> WHAT YOU HAVE TO DO: Copy out word for word the rows that start at the one containing "For every instance of the clear" and end after the one containing "(1054, 595)", keeping both of those rows.

> RECORDS FOR PROCESSING:
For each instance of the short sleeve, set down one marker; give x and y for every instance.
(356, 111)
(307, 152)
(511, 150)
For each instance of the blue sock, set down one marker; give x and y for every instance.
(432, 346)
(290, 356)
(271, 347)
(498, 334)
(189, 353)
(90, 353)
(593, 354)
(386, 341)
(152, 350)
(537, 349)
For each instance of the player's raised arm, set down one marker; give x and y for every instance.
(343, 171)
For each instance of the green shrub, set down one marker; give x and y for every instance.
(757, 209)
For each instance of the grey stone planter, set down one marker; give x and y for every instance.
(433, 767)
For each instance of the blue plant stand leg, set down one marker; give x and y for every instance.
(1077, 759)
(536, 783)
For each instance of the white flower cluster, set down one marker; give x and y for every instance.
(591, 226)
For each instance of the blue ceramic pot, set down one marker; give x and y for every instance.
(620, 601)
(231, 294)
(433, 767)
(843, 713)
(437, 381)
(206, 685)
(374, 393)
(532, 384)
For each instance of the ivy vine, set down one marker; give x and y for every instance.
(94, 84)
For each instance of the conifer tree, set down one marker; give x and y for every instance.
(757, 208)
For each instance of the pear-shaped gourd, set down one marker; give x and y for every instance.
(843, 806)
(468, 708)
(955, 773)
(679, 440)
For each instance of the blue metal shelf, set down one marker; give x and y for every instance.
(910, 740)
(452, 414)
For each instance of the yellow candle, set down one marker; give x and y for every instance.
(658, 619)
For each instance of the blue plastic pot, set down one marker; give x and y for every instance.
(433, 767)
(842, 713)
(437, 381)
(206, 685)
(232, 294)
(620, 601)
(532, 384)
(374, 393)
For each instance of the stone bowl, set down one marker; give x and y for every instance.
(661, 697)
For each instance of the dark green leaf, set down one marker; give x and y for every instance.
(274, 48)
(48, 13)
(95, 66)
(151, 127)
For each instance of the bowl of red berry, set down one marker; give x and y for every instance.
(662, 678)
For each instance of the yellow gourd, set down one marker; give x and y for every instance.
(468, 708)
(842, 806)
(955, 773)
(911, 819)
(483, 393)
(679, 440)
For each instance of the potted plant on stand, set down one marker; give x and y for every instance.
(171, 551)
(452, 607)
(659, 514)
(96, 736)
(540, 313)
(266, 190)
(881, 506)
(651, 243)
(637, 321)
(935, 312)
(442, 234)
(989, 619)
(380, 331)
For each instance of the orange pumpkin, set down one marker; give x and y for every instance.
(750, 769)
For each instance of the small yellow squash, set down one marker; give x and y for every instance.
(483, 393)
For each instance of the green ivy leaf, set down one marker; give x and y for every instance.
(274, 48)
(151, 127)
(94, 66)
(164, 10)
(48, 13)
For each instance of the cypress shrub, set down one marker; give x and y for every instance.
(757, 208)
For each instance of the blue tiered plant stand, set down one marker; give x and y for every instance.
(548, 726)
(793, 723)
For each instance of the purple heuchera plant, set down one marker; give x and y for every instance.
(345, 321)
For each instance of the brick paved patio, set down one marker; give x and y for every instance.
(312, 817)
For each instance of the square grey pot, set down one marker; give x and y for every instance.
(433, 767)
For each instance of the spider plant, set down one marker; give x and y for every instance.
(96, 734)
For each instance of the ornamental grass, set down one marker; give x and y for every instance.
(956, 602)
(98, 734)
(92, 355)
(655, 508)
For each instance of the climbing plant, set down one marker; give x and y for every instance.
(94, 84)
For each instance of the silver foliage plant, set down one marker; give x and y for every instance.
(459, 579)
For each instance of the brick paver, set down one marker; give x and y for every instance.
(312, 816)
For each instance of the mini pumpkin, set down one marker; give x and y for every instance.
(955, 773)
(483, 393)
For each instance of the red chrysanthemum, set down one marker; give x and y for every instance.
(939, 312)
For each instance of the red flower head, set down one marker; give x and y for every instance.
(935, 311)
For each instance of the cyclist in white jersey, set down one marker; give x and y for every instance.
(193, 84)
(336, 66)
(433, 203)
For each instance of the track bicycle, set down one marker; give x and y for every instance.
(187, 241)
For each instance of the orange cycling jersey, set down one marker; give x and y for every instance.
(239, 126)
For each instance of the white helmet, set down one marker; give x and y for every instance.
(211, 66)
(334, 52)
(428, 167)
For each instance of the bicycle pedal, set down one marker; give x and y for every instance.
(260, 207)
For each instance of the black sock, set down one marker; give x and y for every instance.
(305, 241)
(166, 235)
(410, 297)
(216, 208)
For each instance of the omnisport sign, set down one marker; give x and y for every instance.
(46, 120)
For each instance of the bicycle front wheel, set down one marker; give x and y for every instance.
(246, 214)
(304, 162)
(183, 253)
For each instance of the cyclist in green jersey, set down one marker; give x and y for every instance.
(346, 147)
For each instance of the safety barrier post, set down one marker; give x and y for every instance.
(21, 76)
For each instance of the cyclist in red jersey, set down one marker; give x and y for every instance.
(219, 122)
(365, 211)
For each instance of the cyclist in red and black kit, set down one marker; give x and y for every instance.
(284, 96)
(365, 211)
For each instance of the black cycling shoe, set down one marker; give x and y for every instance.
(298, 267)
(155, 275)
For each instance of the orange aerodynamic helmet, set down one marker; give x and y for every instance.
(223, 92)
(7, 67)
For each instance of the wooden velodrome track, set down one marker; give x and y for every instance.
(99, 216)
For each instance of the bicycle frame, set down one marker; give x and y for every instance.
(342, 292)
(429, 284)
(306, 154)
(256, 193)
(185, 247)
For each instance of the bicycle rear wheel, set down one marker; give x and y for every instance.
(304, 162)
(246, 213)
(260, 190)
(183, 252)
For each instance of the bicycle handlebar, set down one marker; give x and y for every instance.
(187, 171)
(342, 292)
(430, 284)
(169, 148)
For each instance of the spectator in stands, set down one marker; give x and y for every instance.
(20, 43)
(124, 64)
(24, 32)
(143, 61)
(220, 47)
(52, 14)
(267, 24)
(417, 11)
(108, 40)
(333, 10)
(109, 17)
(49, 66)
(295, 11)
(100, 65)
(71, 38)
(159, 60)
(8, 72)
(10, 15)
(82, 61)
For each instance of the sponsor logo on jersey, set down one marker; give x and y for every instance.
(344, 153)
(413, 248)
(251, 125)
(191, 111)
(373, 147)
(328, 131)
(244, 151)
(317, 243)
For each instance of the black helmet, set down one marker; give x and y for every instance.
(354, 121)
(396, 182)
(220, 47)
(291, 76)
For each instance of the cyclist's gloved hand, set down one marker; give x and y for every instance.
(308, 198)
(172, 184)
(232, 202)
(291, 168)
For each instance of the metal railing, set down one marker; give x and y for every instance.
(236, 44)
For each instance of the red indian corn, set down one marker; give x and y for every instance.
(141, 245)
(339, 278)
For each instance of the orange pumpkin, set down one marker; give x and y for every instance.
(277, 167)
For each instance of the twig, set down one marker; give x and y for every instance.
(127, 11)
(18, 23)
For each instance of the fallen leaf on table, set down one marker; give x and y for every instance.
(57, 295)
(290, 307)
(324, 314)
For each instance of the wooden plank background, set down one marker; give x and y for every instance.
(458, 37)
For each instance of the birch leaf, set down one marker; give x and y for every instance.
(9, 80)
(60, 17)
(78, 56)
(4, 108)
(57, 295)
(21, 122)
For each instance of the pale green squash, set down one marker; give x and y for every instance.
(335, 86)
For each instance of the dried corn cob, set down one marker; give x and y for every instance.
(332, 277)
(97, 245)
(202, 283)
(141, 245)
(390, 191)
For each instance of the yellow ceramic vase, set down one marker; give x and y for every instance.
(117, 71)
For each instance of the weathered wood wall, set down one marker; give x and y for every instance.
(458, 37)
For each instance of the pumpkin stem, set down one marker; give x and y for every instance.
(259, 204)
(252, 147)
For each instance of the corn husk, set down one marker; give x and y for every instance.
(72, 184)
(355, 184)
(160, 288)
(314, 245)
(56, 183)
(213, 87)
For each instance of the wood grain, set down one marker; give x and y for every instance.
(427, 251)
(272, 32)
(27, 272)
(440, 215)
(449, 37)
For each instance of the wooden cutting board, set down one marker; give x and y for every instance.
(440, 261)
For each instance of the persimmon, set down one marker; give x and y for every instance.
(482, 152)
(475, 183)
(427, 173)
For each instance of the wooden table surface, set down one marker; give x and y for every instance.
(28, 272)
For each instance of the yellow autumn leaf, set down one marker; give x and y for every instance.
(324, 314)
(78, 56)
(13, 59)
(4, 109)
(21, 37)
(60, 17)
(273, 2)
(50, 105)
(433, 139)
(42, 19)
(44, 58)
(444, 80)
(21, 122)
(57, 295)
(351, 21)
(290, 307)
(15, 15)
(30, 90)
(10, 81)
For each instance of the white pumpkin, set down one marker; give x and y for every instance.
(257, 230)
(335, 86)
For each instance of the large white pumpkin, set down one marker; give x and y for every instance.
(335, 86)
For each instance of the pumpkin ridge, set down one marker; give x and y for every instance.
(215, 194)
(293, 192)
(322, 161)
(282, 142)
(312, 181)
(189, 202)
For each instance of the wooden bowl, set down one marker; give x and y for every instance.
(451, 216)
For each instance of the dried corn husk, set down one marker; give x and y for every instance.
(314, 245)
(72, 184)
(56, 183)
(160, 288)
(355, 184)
--
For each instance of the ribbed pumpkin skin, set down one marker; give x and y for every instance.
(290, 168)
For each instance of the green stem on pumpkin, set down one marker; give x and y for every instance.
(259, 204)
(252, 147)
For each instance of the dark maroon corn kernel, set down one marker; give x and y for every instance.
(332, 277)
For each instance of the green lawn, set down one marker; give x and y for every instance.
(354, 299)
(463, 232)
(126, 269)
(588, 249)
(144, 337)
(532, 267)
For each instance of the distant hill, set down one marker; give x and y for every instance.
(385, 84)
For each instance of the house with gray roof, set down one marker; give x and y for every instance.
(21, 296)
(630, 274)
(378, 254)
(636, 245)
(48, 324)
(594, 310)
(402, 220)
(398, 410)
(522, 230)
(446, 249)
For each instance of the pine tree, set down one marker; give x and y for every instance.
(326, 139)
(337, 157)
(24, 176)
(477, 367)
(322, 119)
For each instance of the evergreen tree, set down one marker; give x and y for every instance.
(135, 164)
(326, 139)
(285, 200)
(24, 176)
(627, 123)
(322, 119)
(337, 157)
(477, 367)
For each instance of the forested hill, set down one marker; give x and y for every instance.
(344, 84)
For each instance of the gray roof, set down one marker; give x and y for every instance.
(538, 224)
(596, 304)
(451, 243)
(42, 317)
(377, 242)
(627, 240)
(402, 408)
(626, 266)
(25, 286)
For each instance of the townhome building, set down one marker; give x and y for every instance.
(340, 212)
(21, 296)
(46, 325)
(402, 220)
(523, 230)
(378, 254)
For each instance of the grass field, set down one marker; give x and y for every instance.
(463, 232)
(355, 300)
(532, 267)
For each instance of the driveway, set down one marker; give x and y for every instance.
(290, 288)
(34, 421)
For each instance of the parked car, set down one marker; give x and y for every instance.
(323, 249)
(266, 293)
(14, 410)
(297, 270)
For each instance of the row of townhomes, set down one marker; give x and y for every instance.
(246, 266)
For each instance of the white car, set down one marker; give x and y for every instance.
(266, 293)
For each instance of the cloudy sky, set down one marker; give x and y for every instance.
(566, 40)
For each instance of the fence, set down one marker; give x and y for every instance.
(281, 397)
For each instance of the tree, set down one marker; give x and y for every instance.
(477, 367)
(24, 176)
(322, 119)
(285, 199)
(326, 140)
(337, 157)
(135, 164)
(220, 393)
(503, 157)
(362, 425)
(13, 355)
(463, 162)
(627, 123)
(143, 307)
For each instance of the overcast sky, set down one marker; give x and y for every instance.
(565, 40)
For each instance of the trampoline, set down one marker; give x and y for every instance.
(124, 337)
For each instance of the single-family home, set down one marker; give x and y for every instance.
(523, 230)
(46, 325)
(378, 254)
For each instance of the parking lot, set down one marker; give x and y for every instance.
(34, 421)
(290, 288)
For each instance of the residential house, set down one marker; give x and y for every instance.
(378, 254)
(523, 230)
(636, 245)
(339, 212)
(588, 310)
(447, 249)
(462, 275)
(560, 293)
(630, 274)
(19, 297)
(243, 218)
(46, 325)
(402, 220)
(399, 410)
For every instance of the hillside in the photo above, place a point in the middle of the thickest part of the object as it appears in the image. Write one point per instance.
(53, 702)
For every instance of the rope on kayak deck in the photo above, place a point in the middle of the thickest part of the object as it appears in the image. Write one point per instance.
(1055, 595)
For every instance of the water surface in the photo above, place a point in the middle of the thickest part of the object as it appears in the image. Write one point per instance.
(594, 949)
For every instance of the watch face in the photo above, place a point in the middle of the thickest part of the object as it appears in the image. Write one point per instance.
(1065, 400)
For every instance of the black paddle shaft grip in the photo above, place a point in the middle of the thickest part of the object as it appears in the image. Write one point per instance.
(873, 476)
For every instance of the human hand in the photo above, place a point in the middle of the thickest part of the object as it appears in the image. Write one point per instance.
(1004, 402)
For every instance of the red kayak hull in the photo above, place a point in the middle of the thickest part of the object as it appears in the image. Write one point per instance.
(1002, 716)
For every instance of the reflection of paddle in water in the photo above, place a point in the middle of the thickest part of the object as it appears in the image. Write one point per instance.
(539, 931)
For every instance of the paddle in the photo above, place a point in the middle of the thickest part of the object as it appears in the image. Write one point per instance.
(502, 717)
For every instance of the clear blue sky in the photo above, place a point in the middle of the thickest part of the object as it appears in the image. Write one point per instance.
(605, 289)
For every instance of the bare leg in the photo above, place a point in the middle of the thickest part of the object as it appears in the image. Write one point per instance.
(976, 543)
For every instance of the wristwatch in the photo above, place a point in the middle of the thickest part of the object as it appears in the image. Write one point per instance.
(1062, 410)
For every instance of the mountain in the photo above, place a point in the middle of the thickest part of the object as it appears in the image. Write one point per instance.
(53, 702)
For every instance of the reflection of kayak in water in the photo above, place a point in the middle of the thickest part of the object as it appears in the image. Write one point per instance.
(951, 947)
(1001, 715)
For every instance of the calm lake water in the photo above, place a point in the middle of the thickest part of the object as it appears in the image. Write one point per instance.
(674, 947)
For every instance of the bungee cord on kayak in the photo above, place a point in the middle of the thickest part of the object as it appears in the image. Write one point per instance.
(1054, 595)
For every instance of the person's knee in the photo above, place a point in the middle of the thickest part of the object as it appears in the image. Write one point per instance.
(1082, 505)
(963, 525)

> RESPONSE TO THIS EXERCISE:
For every instance of the clear blue sky in the photo above, place a point in the middle of the thickest part of the object as it appears in the image. Write one point per instance.
(605, 289)
For every instance of the bare leg in the photo above, place a point in the middle of the thickest part of the object as it appears in the image. Write one point per instance.
(976, 543)
For every instance of the wristwatch in the photo above, place a point in the middle of the thickest part of the object as it appears in the image. Write one point per instance.
(1062, 410)
For every instance of the mountain in the photo above, place a point in the middle of the thickest part of the object as it appears in the image. Write one point per instance.
(53, 702)
For every instance of the reflection of kayak in water in the photo above, place a point in the middle of the thickest part of the object as it appears in the image. Write one point per instance.
(951, 947)
(1001, 715)
For every instance of the calm lake water in the photo above, place a point in the middle of the thickest part of the object as it appears in the image. Write one point per instance.
(674, 947)
For every instance of the bungee cord on kayak in the photo above, place a point in the middle of the thickest part of the object as it appears in the image. Write one point per instance.
(1054, 595)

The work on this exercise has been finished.